WHAT TO WORK ON - Omit the pictures. Transcribe exactly the lines below, from the one with "Query: black tire sidewall" up to and including the last.

[Natural language region descriptions]
+ + + + +
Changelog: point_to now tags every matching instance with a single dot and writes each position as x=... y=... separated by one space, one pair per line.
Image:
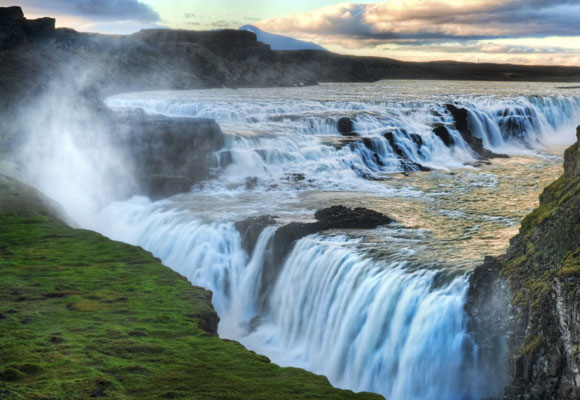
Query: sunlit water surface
x=378 y=310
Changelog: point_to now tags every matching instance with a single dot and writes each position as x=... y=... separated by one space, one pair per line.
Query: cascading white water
x=385 y=326
x=369 y=325
x=369 y=312
x=270 y=138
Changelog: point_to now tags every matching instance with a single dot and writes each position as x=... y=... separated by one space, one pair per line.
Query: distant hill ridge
x=280 y=42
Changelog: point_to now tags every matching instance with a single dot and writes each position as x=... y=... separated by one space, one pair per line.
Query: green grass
x=83 y=317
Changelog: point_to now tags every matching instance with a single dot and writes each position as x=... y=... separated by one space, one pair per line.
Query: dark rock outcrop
x=16 y=30
x=336 y=217
x=251 y=228
x=170 y=155
x=572 y=158
x=442 y=133
x=461 y=119
x=346 y=127
x=535 y=300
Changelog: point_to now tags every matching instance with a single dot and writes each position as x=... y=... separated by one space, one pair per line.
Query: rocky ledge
x=335 y=217
x=170 y=154
x=524 y=306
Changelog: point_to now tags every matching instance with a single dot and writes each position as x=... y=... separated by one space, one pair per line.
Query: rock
x=461 y=119
x=336 y=217
x=488 y=306
x=396 y=148
x=572 y=158
x=251 y=228
x=407 y=165
x=11 y=27
x=16 y=30
x=170 y=155
x=442 y=133
x=530 y=297
x=346 y=127
x=417 y=139
x=515 y=122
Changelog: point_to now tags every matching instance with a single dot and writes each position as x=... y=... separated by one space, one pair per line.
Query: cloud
x=435 y=19
x=422 y=30
x=102 y=10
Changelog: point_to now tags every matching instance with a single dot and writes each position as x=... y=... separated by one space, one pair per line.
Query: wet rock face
x=16 y=30
x=490 y=322
x=251 y=228
x=461 y=120
x=442 y=133
x=169 y=155
x=336 y=217
x=346 y=127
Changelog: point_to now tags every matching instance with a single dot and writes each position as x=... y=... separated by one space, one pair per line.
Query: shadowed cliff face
x=524 y=306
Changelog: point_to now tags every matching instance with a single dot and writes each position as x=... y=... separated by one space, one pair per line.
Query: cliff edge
x=525 y=305
x=82 y=317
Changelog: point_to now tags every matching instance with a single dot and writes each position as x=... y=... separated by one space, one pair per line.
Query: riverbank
x=524 y=304
x=82 y=316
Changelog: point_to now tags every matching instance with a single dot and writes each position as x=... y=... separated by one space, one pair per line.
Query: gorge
x=352 y=228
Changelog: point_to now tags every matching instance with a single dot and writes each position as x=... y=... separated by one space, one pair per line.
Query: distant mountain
x=281 y=42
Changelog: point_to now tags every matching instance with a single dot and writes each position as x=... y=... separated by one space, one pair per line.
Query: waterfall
x=368 y=312
x=385 y=326
x=273 y=139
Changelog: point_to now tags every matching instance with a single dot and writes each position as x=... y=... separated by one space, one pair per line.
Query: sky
x=514 y=31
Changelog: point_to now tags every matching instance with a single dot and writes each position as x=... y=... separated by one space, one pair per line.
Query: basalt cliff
x=525 y=305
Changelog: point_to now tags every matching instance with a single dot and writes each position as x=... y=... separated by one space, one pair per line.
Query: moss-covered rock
x=82 y=316
x=541 y=271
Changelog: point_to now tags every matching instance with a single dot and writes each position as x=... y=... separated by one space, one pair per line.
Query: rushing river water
x=378 y=310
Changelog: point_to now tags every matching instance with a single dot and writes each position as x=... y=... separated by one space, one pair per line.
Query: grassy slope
x=82 y=316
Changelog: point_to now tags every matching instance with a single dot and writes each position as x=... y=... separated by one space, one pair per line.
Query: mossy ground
x=546 y=250
x=82 y=316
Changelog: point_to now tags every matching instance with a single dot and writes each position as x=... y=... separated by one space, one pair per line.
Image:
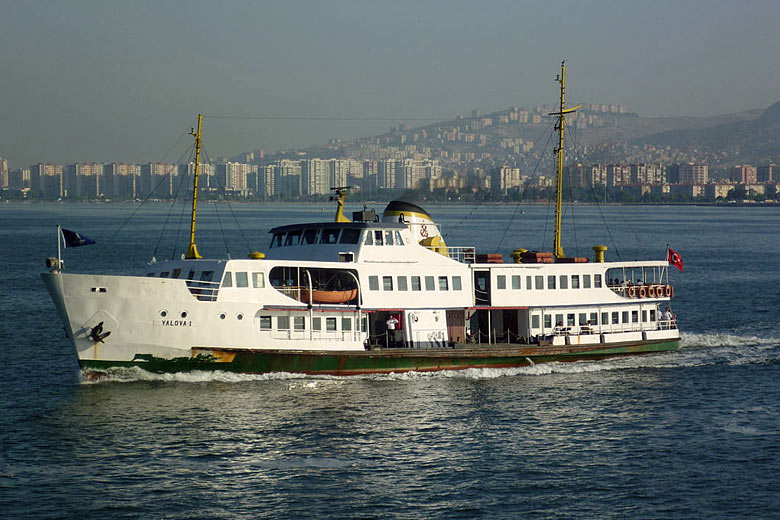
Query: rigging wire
x=522 y=194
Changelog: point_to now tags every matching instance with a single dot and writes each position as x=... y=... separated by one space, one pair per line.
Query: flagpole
x=59 y=247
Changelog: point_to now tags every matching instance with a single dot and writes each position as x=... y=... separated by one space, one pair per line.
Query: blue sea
x=688 y=434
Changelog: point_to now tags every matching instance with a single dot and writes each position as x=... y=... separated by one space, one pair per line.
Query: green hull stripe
x=341 y=363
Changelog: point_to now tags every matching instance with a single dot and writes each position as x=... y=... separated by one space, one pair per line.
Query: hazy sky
x=123 y=80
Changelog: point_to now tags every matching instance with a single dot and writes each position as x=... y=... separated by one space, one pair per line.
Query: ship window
x=258 y=280
x=310 y=236
x=535 y=321
x=299 y=322
x=330 y=236
x=283 y=323
x=293 y=238
x=350 y=236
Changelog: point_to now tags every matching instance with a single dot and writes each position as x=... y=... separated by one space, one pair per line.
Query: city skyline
x=119 y=82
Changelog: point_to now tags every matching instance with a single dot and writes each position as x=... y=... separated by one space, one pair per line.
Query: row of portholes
x=183 y=314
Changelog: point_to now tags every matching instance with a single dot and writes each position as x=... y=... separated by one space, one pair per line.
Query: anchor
x=97 y=334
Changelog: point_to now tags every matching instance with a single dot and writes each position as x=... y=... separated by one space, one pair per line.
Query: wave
x=696 y=349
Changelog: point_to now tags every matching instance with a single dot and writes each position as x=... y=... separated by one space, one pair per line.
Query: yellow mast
x=557 y=239
x=192 y=251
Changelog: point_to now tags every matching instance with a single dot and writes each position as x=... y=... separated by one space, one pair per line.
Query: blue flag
x=73 y=239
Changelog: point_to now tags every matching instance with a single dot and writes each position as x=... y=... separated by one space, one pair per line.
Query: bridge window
x=330 y=236
x=310 y=236
x=258 y=280
x=350 y=236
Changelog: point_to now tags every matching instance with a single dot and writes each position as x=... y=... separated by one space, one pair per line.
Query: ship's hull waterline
x=377 y=361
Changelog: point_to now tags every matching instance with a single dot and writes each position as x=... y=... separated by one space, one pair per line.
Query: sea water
x=689 y=434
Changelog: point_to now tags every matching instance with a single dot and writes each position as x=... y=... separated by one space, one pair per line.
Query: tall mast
x=192 y=251
x=557 y=239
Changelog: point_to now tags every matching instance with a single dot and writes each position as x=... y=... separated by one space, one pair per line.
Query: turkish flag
x=674 y=258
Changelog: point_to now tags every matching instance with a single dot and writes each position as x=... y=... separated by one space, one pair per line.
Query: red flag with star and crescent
x=674 y=258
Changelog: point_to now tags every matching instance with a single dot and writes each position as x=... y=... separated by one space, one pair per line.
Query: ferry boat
x=374 y=294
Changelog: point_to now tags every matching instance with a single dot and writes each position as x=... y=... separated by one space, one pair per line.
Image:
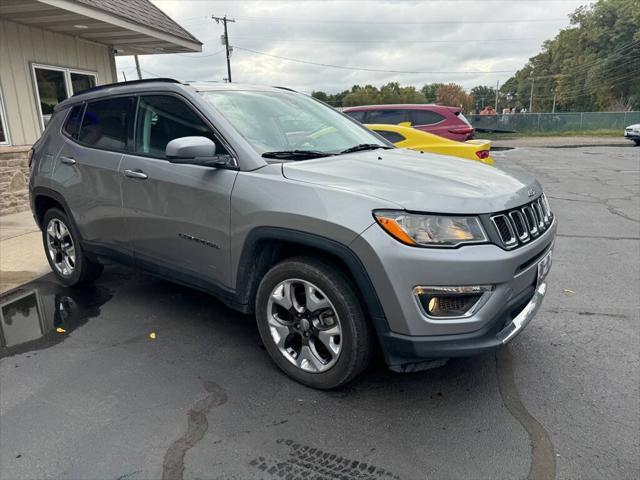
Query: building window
x=55 y=84
x=4 y=133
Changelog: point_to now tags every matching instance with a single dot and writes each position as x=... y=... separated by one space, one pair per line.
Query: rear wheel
x=64 y=252
x=312 y=324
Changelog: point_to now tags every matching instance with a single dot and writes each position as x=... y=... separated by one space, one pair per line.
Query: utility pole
x=224 y=21
x=531 y=94
x=138 y=67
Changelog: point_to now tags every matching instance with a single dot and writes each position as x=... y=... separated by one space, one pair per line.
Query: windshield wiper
x=364 y=146
x=296 y=154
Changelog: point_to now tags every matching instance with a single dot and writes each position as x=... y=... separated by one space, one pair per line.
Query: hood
x=419 y=182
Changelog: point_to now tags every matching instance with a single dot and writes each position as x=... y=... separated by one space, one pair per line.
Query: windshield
x=278 y=122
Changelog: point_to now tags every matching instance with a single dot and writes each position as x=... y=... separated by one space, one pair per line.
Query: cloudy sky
x=412 y=42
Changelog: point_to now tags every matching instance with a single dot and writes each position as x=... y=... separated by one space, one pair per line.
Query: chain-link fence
x=554 y=122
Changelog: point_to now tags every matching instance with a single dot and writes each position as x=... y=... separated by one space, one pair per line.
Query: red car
x=448 y=122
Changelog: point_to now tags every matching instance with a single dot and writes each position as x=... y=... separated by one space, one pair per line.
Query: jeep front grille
x=520 y=225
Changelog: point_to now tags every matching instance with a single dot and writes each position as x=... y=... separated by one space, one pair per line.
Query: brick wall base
x=14 y=179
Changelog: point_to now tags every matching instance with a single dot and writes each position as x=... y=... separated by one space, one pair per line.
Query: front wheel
x=312 y=323
x=64 y=252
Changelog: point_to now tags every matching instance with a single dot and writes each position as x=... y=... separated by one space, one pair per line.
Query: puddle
x=591 y=145
x=43 y=313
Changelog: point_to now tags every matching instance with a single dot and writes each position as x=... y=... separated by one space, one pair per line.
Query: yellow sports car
x=403 y=136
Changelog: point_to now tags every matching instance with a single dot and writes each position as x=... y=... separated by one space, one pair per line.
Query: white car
x=632 y=132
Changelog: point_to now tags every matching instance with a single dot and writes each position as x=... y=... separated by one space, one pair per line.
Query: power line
x=224 y=21
x=372 y=22
x=201 y=56
x=367 y=69
x=406 y=42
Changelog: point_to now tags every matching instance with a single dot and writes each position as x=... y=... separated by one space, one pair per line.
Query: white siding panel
x=20 y=46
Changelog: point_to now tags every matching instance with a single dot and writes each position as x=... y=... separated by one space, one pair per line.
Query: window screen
x=106 y=123
x=357 y=115
x=426 y=117
x=72 y=125
x=162 y=118
x=82 y=81
x=391 y=117
x=52 y=89
x=393 y=137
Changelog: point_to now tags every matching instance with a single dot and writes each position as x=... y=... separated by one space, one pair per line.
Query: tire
x=64 y=251
x=329 y=305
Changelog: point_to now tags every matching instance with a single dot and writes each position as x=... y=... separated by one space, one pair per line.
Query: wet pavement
x=138 y=378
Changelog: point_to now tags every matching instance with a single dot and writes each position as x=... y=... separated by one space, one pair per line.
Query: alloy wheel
x=60 y=247
x=304 y=325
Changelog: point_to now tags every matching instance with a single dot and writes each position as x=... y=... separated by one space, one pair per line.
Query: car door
x=86 y=173
x=177 y=216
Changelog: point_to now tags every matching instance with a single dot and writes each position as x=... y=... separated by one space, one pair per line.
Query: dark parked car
x=448 y=122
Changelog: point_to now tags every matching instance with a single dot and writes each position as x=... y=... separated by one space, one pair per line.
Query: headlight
x=430 y=230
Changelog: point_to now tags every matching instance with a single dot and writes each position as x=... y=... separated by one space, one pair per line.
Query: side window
x=358 y=115
x=426 y=117
x=388 y=116
x=106 y=123
x=162 y=118
x=72 y=125
x=392 y=137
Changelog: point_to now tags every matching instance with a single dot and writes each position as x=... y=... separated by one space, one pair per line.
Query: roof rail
x=285 y=88
x=124 y=84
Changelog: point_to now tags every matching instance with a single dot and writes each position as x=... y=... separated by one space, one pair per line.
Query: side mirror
x=194 y=151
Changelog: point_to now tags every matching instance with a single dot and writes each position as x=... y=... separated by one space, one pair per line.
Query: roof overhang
x=71 y=18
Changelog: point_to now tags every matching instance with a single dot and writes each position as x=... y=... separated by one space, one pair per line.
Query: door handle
x=136 y=174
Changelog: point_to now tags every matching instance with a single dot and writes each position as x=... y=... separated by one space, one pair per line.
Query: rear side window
x=357 y=115
x=162 y=118
x=392 y=137
x=391 y=117
x=72 y=125
x=106 y=123
x=426 y=117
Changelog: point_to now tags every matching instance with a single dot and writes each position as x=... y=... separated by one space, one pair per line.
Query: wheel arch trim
x=253 y=252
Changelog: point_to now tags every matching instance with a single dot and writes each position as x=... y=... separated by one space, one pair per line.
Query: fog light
x=433 y=304
x=452 y=302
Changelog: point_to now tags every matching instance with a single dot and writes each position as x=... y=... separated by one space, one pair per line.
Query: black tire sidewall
x=81 y=261
x=355 y=335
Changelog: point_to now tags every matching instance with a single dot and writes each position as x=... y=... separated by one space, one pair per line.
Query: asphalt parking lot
x=103 y=399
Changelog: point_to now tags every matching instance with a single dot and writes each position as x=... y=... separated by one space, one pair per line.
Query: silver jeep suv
x=284 y=208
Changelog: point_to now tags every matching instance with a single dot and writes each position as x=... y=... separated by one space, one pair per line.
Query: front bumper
x=411 y=337
x=409 y=353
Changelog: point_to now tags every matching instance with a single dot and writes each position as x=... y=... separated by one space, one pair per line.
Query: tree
x=430 y=91
x=592 y=65
x=483 y=95
x=454 y=95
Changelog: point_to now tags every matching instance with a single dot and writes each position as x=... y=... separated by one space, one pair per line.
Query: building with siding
x=52 y=49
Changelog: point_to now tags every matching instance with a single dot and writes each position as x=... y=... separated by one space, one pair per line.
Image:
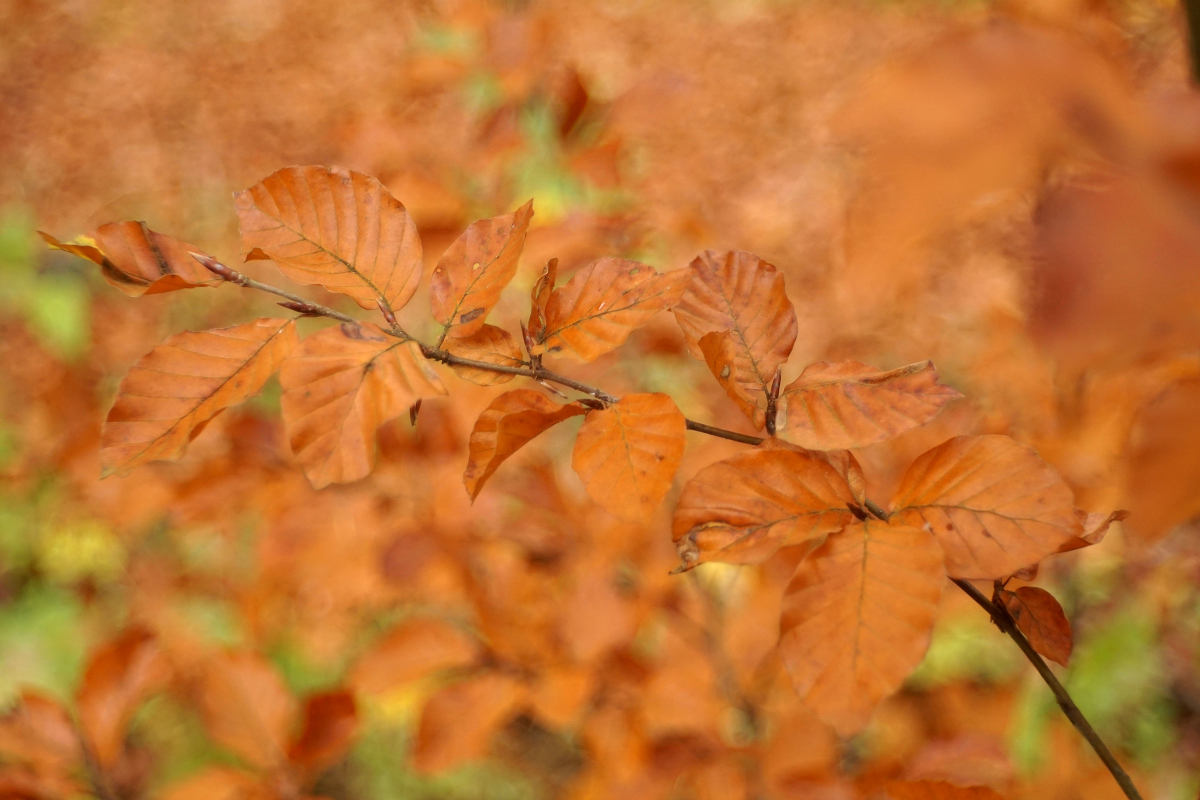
+ + + + +
TASK RESPONSE -
Query: black tire sidewall
x=81 y=261
x=355 y=335
Changelog: point_to now tags every matching instance with a single dot and writes each position as x=... y=... separated by one space, one pair per line.
Query: asphalt parking lot
x=103 y=399
Changelog: point_to now tags every matching instance with a single dot and writes each position as x=... y=... separated by one space, one pair per line.
Query: silver jeep suv
x=284 y=208
Changelog: point_to now tags every matching instance with a single dot and writes each position as x=... y=... separated by one space, one pair per line.
Query: front bumper
x=411 y=337
x=409 y=353
Changelog: point_to now tags every matching instance with a single dot and writes each position as x=... y=... separated by one space, one pair per line.
Query: tree
x=430 y=91
x=592 y=65
x=483 y=95
x=454 y=95
Changelog: point_to now tags every matching instance with a single dot and writes each position as x=... y=... separated by one space, one pair per line.
Query: building with siding
x=52 y=49
Changelog: point_to now tags every matching instance with a single dot and writes each position as x=... y=... separated by one space, one pair per line.
Image:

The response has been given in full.